▸ **ABOUT THIS TASK**:
Which lines of the records contain the word "below"? Show each of them.

Segment Start: EXERCISE INPUT

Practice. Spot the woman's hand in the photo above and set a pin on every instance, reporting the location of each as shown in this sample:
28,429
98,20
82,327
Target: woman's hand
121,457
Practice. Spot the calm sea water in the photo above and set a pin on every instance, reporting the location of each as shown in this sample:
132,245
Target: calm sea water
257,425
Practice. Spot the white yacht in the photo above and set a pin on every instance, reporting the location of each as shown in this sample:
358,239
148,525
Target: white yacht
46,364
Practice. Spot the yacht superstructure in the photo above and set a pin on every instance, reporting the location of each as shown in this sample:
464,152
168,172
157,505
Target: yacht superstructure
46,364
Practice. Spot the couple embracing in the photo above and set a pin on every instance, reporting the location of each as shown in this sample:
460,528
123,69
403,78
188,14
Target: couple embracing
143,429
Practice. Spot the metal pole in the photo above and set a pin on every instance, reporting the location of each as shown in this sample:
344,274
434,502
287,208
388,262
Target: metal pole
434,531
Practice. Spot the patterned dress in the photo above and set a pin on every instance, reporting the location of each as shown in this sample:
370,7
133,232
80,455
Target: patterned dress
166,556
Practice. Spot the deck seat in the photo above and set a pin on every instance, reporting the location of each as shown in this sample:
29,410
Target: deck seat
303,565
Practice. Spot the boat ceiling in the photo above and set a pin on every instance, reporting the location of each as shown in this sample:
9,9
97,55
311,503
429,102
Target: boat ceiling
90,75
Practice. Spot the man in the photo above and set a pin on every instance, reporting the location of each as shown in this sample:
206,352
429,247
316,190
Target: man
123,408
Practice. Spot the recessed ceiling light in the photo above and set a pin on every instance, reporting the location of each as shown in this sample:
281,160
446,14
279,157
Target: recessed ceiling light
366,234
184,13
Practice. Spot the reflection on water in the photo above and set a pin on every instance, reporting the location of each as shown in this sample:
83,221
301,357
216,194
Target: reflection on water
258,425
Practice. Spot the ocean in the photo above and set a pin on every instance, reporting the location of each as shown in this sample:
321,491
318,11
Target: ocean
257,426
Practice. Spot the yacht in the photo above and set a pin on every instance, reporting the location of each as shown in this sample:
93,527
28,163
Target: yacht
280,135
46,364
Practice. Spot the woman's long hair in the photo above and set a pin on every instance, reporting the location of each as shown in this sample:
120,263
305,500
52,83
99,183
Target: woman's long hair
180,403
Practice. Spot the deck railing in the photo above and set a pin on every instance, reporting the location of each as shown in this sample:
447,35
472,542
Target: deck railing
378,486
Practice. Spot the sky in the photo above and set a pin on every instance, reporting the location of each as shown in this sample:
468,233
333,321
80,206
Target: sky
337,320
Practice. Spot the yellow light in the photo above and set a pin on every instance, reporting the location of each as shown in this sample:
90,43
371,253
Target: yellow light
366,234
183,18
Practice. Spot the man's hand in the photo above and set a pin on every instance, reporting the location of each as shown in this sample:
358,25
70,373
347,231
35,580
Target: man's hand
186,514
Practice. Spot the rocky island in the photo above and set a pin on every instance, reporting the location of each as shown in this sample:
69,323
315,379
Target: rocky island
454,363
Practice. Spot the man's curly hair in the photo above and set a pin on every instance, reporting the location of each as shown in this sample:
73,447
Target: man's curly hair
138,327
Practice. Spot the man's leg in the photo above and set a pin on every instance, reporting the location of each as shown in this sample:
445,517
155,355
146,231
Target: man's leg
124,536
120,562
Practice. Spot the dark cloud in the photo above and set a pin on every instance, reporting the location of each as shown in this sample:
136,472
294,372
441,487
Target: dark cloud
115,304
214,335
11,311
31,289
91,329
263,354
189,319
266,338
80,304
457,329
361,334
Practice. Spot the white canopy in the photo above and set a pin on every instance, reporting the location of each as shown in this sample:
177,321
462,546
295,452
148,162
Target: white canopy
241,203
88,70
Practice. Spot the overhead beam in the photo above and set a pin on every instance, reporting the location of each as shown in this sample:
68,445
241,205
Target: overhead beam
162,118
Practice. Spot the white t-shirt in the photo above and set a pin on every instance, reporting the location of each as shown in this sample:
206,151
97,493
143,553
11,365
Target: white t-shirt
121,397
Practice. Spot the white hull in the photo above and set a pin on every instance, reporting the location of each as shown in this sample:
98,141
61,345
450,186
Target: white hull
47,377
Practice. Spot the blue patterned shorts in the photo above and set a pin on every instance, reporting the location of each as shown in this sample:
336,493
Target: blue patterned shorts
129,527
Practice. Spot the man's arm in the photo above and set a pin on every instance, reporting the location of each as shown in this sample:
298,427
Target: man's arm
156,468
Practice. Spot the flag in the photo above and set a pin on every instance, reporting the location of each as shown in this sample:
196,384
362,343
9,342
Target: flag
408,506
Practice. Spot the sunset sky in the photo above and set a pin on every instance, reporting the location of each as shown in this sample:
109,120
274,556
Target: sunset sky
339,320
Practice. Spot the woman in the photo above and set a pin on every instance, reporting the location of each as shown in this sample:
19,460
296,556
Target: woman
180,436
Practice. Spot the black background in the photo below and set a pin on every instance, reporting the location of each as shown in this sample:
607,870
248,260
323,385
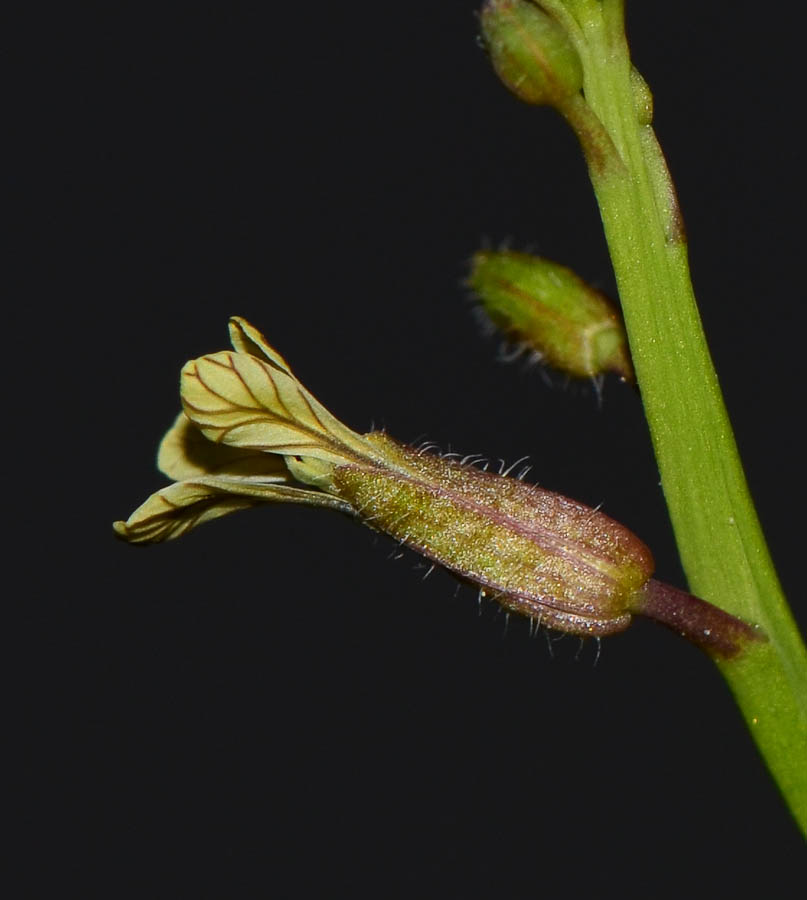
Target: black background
271,705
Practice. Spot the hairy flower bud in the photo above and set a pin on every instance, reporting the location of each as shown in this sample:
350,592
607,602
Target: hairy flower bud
531,52
549,309
250,433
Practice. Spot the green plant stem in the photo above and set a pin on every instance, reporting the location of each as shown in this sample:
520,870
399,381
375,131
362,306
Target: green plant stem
722,547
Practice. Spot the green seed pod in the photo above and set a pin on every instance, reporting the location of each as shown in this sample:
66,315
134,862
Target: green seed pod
537,553
545,306
531,52
251,434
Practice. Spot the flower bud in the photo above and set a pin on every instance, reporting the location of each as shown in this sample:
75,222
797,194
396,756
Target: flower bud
531,52
251,434
548,308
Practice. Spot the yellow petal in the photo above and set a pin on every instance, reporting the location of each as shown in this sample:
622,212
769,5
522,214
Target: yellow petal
257,404
180,507
246,338
186,453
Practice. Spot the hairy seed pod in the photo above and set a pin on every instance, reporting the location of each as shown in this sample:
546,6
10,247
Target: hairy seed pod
250,434
534,551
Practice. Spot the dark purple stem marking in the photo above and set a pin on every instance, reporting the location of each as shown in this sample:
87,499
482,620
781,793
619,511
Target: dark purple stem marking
718,633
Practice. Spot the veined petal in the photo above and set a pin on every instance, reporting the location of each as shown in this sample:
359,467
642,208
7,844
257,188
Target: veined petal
186,453
256,403
246,338
176,509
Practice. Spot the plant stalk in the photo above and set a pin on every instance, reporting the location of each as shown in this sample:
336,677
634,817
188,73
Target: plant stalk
719,537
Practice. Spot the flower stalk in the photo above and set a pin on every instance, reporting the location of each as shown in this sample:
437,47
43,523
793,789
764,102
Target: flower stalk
250,433
719,537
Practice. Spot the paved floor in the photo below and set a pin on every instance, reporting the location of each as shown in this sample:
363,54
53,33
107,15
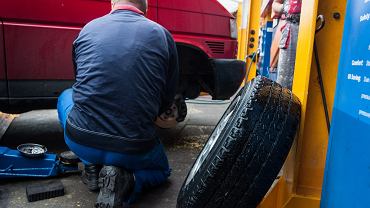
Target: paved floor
183,143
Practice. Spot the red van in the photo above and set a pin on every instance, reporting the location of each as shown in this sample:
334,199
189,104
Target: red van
36,44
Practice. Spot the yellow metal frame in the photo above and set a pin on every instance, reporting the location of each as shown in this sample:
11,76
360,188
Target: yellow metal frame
300,181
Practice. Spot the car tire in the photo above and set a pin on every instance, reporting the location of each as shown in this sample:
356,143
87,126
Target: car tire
246,150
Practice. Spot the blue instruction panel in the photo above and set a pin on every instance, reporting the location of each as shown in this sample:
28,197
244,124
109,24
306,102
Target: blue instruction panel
347,172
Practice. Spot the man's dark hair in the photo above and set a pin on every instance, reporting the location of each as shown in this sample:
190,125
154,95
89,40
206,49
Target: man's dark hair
141,3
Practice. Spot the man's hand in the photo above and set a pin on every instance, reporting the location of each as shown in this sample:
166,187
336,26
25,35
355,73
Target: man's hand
176,113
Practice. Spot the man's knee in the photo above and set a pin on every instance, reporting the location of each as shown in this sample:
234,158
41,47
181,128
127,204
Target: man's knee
65,103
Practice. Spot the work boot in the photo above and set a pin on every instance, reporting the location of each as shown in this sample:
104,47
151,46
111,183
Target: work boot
116,184
90,176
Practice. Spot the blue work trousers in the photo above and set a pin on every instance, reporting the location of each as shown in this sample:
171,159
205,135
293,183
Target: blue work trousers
150,169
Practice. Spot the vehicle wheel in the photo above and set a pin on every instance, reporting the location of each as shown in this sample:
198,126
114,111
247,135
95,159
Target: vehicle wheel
246,150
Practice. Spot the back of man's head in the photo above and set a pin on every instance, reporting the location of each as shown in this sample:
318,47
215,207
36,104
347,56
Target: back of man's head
140,4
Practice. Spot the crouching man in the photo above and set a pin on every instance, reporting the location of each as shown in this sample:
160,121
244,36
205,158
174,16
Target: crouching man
126,75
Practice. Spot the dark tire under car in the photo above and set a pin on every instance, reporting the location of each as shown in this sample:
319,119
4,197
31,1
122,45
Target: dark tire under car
246,150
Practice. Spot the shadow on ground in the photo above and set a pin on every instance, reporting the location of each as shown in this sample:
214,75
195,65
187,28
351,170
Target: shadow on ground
182,143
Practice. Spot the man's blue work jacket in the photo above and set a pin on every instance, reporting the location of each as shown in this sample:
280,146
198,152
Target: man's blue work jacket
127,73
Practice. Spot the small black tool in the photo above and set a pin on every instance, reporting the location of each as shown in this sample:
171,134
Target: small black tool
43,191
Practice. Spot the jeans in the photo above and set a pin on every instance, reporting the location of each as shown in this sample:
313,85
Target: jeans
150,169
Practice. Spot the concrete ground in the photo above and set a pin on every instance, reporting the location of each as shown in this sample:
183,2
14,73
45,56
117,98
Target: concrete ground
183,143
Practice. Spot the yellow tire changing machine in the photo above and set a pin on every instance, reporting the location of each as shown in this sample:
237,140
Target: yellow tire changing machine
330,170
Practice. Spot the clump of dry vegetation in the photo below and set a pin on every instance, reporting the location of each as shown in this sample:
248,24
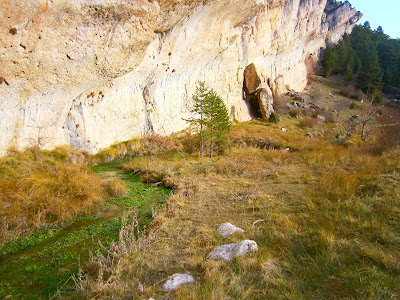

Segment End: EXERCISE INPUT

▸ **WRITTEN RESPONSE**:
Practice. Spot the black background in the photo below and set a pin on every instance, reporting the location of each as shown in this sample:
Practice. Spot the paved floor in the photo below and set a pin on every instance, reporting the location of each as shown in this sample:
Practice. Spot the clump of dry vegetation in the photo below and set a pin on every instance, reporting the location of each as shown in this sample:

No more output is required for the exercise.